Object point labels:
(begin)

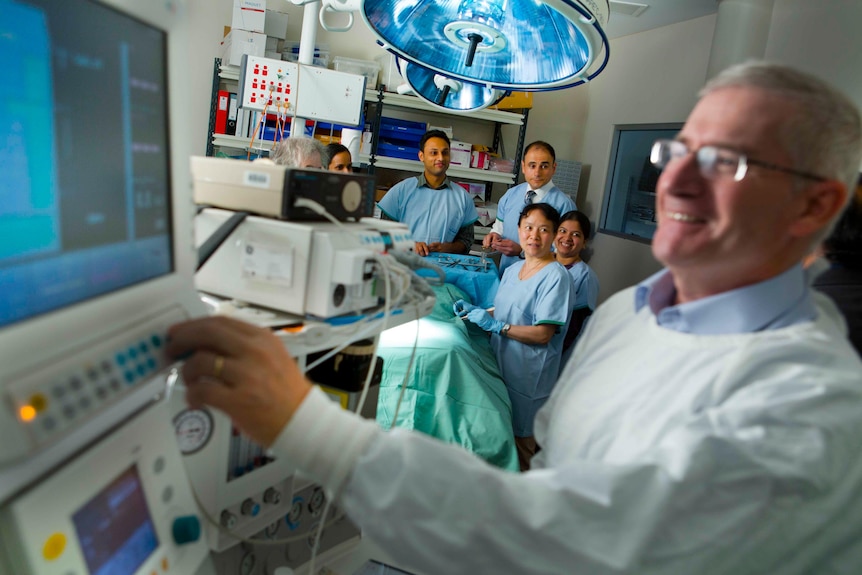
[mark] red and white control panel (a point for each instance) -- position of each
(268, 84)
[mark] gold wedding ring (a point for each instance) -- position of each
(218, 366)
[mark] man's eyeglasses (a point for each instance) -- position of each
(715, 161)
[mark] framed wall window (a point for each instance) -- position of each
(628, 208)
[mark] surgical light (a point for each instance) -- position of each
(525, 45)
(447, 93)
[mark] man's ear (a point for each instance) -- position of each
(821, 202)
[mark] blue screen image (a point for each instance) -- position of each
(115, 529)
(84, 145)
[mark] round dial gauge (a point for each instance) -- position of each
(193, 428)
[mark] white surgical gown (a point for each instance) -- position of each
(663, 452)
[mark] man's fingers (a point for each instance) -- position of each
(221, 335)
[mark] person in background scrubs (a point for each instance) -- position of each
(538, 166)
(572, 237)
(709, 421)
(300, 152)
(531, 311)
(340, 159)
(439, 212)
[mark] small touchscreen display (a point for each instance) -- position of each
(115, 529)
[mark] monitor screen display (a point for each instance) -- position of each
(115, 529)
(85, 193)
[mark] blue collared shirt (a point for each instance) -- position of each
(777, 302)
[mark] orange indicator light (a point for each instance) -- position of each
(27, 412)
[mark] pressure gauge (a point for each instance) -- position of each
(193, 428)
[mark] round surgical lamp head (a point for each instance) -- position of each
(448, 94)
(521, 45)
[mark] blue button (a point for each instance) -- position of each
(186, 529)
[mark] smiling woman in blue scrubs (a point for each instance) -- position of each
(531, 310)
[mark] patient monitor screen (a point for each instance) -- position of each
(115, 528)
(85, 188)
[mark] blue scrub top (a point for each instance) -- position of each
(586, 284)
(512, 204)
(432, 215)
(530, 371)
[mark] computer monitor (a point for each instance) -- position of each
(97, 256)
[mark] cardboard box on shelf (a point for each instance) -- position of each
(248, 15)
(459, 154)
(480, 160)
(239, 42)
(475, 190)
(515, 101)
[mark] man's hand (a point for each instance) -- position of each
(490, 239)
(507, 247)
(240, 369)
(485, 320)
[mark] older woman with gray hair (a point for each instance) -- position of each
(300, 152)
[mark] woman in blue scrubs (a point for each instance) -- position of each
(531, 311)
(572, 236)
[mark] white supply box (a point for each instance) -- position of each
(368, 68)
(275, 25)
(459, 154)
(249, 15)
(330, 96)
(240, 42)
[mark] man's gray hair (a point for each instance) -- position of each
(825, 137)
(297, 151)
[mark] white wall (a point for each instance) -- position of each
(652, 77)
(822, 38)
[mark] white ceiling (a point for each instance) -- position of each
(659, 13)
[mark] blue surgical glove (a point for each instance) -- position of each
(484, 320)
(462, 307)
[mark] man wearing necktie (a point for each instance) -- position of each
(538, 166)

(end)
(begin)

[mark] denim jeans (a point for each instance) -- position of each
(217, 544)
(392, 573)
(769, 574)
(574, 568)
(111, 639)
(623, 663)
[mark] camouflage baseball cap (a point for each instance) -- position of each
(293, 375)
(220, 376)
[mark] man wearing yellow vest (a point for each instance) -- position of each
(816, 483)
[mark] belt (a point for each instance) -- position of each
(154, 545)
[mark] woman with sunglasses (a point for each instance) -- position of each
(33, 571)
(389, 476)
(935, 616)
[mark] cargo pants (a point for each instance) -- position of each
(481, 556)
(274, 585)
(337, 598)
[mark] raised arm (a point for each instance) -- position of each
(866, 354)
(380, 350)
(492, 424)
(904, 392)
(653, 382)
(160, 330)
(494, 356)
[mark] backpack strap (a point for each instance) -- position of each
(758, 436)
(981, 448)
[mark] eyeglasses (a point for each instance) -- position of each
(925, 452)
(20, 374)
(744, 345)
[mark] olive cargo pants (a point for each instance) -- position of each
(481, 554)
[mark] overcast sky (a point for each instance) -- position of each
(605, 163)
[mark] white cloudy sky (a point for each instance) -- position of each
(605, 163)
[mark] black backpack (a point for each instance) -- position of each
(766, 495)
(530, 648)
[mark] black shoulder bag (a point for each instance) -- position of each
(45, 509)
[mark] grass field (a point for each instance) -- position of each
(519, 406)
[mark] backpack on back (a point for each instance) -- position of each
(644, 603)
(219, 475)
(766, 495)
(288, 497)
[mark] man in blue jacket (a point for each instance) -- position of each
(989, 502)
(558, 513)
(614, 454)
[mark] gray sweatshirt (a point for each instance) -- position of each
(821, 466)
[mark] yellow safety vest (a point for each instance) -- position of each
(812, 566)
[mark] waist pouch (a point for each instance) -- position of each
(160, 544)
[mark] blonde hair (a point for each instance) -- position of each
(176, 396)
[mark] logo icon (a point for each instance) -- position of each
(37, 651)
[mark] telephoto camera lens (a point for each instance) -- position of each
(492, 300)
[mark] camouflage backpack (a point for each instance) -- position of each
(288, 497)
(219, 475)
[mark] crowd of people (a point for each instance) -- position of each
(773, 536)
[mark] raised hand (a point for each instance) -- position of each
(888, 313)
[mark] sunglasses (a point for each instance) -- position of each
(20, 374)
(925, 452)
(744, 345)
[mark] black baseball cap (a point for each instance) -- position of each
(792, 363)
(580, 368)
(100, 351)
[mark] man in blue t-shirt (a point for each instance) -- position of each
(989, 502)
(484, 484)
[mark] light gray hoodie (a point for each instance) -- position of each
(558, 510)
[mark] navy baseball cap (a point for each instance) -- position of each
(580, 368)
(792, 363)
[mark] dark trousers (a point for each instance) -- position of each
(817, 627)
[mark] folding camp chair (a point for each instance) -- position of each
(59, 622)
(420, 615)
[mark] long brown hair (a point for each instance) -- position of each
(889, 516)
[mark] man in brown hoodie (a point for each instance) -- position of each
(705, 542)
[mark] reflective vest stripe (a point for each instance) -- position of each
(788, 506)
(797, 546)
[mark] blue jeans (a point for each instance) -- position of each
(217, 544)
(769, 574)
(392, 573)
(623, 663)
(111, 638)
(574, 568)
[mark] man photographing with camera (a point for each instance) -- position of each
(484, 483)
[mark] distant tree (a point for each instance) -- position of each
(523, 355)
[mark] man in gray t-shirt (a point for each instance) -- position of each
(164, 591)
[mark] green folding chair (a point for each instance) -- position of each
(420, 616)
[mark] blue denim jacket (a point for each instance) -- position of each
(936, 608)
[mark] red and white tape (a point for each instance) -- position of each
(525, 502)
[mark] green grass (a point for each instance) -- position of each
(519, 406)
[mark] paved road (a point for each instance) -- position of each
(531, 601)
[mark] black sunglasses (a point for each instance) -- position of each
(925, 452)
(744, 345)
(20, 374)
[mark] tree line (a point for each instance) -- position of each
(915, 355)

(end)
(begin)

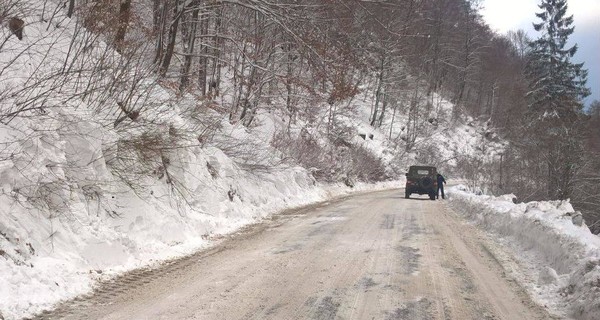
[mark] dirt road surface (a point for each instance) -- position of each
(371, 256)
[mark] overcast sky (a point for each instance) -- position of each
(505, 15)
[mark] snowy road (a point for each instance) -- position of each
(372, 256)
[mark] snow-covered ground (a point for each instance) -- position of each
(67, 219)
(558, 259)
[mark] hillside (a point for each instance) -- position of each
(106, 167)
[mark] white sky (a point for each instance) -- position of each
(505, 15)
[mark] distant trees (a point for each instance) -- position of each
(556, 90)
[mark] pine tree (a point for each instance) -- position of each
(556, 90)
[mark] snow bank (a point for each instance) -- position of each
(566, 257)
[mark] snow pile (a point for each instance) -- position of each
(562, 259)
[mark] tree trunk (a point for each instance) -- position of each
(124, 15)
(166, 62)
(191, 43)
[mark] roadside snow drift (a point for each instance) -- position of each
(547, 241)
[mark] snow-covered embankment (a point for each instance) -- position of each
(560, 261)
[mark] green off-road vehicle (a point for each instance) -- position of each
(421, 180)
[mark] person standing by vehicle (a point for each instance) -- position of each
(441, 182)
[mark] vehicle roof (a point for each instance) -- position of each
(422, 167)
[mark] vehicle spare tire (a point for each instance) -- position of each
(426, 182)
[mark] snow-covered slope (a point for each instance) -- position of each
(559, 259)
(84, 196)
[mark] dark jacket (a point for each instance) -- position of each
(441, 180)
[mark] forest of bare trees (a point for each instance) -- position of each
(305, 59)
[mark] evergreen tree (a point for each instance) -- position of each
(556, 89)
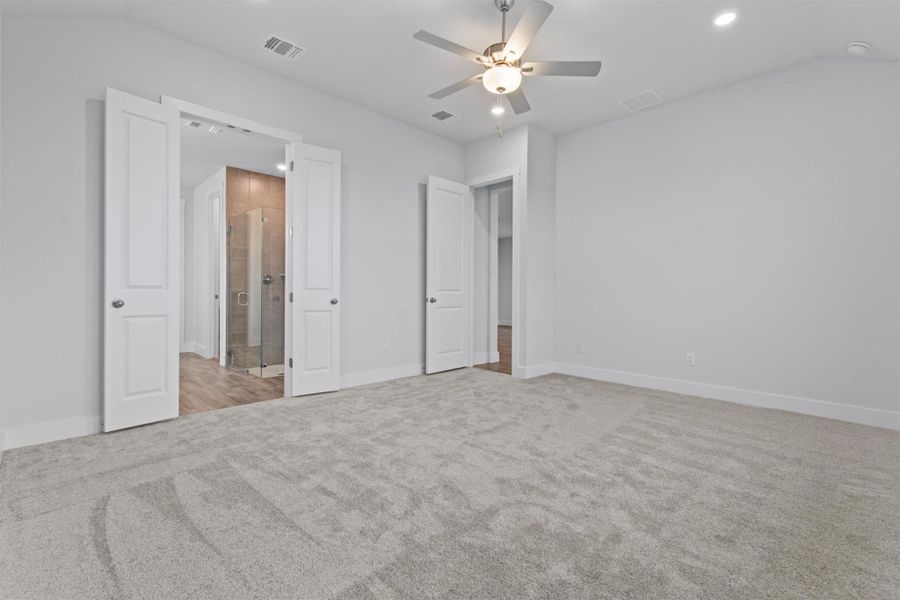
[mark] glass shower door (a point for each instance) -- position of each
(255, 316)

(end)

** STATED TASK **
How many lines in the rows above contain the string "baseball"? Give only the number.

** SOLUTION **
3